### WHAT YOU HAVE TO DO
Reproduce the items below word for word, with no changes of any kind.

== DATA ENTRIES ==

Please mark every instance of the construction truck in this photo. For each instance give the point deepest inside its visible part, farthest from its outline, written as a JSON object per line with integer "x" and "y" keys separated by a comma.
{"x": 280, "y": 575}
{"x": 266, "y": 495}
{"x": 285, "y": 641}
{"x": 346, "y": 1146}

===

### ANSWER TO THE TASK
Please mark every instance of the construction truck in this photo. For each instance give the point deepest inside its visible part, farthest from its outline, written as a JSON object per line with integer "x" and "y" keys separated by a comma.
{"x": 280, "y": 575}
{"x": 266, "y": 495}
{"x": 285, "y": 641}
{"x": 346, "y": 1146}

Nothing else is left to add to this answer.